## Aim
Print out every line, exactly as written.
╭─ Input
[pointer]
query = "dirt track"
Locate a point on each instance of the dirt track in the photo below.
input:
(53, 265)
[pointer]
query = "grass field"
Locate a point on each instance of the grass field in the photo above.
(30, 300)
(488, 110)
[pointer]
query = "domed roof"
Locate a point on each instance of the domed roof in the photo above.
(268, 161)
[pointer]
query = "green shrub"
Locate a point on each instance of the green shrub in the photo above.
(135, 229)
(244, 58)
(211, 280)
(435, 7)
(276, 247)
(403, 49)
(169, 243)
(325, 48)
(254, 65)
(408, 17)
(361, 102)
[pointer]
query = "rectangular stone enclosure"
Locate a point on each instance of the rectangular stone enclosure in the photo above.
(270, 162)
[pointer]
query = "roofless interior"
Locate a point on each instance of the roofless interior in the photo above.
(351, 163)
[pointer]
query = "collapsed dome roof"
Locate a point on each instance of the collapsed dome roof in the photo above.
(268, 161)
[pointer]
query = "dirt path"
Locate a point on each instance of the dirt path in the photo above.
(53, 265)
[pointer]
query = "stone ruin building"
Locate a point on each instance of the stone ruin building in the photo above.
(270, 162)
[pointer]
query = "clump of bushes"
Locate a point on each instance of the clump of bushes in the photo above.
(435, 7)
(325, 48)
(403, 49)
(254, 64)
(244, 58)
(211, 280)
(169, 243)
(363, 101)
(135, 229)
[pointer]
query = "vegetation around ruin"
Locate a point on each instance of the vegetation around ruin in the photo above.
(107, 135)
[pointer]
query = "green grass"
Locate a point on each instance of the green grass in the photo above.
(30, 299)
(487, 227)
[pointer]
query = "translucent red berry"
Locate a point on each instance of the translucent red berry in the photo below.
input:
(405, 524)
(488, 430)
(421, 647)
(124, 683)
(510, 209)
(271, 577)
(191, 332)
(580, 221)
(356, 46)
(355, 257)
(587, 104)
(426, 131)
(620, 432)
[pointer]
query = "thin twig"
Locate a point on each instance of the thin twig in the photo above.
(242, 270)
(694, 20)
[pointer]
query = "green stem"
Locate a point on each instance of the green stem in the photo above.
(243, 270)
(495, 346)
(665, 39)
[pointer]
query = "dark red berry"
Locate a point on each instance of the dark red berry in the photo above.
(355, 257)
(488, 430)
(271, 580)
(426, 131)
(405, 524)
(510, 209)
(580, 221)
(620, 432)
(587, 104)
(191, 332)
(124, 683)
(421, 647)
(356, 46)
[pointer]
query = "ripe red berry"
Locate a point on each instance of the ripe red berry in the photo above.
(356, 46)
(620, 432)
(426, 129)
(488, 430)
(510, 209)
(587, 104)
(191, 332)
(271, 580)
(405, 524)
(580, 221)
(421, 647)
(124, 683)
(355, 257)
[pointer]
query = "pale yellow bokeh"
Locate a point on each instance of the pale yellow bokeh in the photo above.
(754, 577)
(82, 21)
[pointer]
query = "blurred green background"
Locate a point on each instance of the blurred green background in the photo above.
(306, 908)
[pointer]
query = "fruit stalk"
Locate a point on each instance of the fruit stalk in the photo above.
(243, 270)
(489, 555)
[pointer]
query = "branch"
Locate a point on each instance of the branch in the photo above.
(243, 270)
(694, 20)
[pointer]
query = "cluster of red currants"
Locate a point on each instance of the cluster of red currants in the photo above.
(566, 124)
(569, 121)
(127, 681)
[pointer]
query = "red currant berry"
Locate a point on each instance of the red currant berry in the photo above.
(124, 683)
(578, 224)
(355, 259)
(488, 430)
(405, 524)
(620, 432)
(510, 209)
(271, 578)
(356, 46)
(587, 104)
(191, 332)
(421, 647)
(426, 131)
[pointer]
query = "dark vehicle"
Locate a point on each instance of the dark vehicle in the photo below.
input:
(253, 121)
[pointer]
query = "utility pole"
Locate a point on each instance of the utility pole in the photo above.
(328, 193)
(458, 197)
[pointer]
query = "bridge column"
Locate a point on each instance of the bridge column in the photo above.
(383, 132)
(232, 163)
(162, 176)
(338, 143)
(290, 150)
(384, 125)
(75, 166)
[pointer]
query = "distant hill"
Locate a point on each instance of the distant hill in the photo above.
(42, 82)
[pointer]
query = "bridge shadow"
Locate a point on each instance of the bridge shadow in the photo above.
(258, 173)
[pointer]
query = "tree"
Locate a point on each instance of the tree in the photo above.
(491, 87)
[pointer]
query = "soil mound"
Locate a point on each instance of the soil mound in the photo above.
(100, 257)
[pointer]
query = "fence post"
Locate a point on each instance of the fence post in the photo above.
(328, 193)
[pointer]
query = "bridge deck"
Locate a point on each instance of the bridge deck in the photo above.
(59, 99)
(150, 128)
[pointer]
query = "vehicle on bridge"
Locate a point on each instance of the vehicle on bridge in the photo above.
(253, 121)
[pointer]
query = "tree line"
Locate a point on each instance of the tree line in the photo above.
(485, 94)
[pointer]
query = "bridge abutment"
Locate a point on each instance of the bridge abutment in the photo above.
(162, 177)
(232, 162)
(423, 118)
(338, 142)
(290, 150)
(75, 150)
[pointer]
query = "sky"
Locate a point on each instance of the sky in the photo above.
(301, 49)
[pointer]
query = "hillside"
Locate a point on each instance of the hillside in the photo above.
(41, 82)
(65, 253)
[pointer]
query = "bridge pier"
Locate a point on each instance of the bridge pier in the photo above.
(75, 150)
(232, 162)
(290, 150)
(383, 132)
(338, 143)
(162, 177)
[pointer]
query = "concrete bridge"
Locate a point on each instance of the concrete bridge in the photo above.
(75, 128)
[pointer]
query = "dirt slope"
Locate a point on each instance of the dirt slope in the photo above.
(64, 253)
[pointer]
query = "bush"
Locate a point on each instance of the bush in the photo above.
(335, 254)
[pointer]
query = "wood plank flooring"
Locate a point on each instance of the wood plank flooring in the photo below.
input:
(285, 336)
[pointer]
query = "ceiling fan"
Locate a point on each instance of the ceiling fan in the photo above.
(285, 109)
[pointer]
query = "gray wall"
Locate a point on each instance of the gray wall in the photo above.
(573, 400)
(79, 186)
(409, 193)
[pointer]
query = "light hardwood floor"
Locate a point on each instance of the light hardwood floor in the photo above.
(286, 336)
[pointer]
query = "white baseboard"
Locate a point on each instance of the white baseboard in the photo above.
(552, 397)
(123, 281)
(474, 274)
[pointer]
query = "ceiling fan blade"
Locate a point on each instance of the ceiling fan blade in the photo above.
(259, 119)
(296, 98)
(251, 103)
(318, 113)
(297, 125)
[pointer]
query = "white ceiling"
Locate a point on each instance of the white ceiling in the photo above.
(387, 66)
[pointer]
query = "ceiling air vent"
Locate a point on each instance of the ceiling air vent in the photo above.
╰─
## Written reply
[pointer]
query = "dirt track"
Locate a point on each instance of the dirt track in the photo below.
input:
(53, 265)
[pointer]
query = "grass field"
Locate a point on each instance of the grass field in the photo above.
(30, 300)
(488, 110)
[pointer]
query = "domed roof"
Locate a point on each instance of the domed roof in the photo above.
(268, 161)
[pointer]
query = "green shrub"
Locate a point on each instance of the green shrub in the photo above.
(135, 229)
(244, 58)
(211, 280)
(435, 7)
(276, 247)
(403, 49)
(169, 243)
(325, 48)
(254, 65)
(408, 17)
(361, 102)
[pointer]
query = "rectangular stone enclosure"
Locate a point on each instance of the rectangular stone enclosure in the photo above.
(270, 162)
[pointer]
query = "roofless interior"
Locate a point on each instance of the roofless interior in the photo above.
(351, 163)
[pointer]
query = "collapsed dome roof"
Locate a point on each instance of the collapsed dome roof in the photo above.
(268, 161)
[pointer]
query = "dirt path"
Locate a point on each instance of the dirt path in the photo above.
(53, 265)
[pointer]
query = "stone ruin building"
Locate a point on each instance of the stone ruin building in the photo above.
(270, 162)
[pointer]
query = "clump of bushes"
Locate a point on each instance of the clump of bushes in the photo above.
(435, 7)
(325, 48)
(403, 49)
(254, 64)
(244, 58)
(211, 280)
(169, 243)
(363, 101)
(135, 229)
[pointer]
query = "vegetation around ruin"
Locate a point on each instance of the vegetation around ruin in the photo above.
(107, 135)
[pointer]
query = "green grass"
Locate a point on each instance of the green grass in the photo above.
(30, 299)
(487, 227)
[pointer]
query = "translucent red berry"
Locate a point on each instance of the translucent red berry in the photo below.
input:
(405, 524)
(488, 430)
(421, 647)
(124, 683)
(510, 209)
(271, 577)
(191, 332)
(580, 221)
(356, 46)
(355, 257)
(587, 104)
(426, 131)
(620, 432)
[pointer]
query = "thin twig"
Locate a point on each instance of the thin twig in the photo above.
(242, 270)
(694, 20)
[pointer]
query = "green stem"
Locate a point on each instance of the green stem in the photo above.
(243, 270)
(495, 346)
(665, 39)
[pointer]
query = "dark red berry"
Locate a point on each instance of the dark red berry in the photo above.
(355, 257)
(488, 430)
(271, 580)
(426, 131)
(405, 524)
(510, 209)
(580, 221)
(620, 432)
(587, 104)
(191, 332)
(124, 683)
(421, 647)
(356, 46)
[pointer]
query = "ripe red berry"
Locate a point on each instance of the ripe red berry in the photo above.
(356, 46)
(620, 432)
(426, 129)
(488, 430)
(510, 209)
(587, 104)
(191, 332)
(271, 580)
(405, 524)
(580, 221)
(421, 647)
(124, 683)
(355, 257)
[pointer]
query = "pale yellow bokeh"
Locate a point on each instance of the pale yellow bokeh in the photo above.
(754, 577)
(82, 21)
[pointer]
query = "blurred green background"
Locate a point on each instance of the blurred green background in the photo above.
(306, 908)
[pointer]
query = "fruit stalk"
Locate a point on each instance of the fruit stalk in the photo above.
(243, 270)
(489, 555)
[pointer]
query = "branch"
Locate a point on each instance of the branch in the photo above.
(243, 270)
(694, 20)
[pointer]
query = "cluster of red currants"
Locate a point on each instance of the cluster of red currants in the photo above.
(566, 124)
(569, 121)
(127, 681)
[pointer]
query = "red currant berry"
Locate a point on each instance of the red currant berry in the photo above.
(124, 683)
(578, 224)
(355, 259)
(488, 430)
(405, 524)
(620, 432)
(510, 209)
(271, 578)
(356, 46)
(587, 104)
(191, 332)
(421, 647)
(426, 131)
[pointer]
query = "dark vehicle"
Locate a point on each instance of the dark vehicle in the photo below.
input:
(253, 121)
[pointer]
query = "utility pole"
Locate a point on each instance of the utility pole in the photo above.
(328, 193)
(458, 197)
[pointer]
query = "bridge column"
Locate a point on each instance of the bridge column in the photo above.
(383, 132)
(232, 163)
(162, 176)
(338, 143)
(290, 150)
(384, 125)
(75, 166)
[pointer]
query = "distant hill"
Locate a point on each instance of the distant hill in the photo above.
(42, 82)
[pointer]
query = "bridge shadow"
Locate a point on each instance of the bridge shadow in the photo above.
(258, 173)
[pointer]
query = "tree"
Locate a point on each instance of the tree in the photo above.
(491, 87)
[pointer]
query = "soil mound"
Locate a point on each instance of the soil mound in the photo above.
(100, 257)
[pointer]
query = "fence post"
Locate a point on each instance of the fence post in the photo above.
(328, 193)
[pointer]
query = "bridge deck"
Locate a point on each instance of the bridge deck in the photo above.
(59, 99)
(150, 128)
[pointer]
query = "vehicle on bridge"
Locate a point on each instance of the vehicle on bridge in the photo above.
(253, 121)
[pointer]
query = "tree line"
Locate a point on each instance of the tree line in the photo above.
(485, 94)
[pointer]
query = "bridge abutment"
Locate a point on each instance of the bridge abutment in the photo above.
(162, 177)
(232, 162)
(423, 118)
(338, 142)
(290, 150)
(75, 150)
[pointer]
query = "sky"
Locate a point on each instance of the sky in the photo above.
(301, 49)
[pointer]
query = "hillside"
Locate a point on each instance of the hillside in the photo above.
(41, 82)
(65, 253)
[pointer]
query = "bridge pier"
Locate a point on each instance of the bridge pier in the photo above.
(75, 150)
(232, 162)
(290, 150)
(383, 132)
(338, 143)
(162, 177)
[pointer]
query = "concrete bridge"
Locate a point on each instance of the concrete bridge in the photo above.
(75, 128)
[pointer]
query = "dirt slope"
Locate a point on each instance of the dirt slope in the photo above.
(64, 253)
[pointer]
query = "bush"
Locate a point on each instance of the bush in the photo above.
(335, 254)
[pointer]
query = "wood plank flooring"
Locate a point on each instance of the wood plank flooring in the photo below.
input:
(285, 336)
[pointer]
query = "ceiling fan"
Locate a point on each instance of the ceiling fan in the photo above.
(285, 109)
[pointer]
query = "gray wall"
Locate a point on each instance of the gray wall in the photo above.
(573, 400)
(79, 186)
(409, 193)
[pointer]
query = "light hardwood floor"
Locate a point on each instance of the light hardwood floor in the photo above.
(286, 336)
[pointer]
query = "white baseboard"
Locate a point on each instance of the white baseboard in the photo above.
(552, 397)
(123, 281)
(474, 274)
[pointer]
query = "ceiling fan blade"
Locate a point on each instance of the ceiling fan blade in the photo above.
(259, 119)
(296, 98)
(251, 103)
(318, 113)
(297, 125)
[pointer]
query = "white ceiling"
Locate a point on each instance of the white ceiling in the photo above.
(387, 66)
[pointer]
query = "ceiling air vent"
Locate a point on each instance of the ceiling air vent in the photo above.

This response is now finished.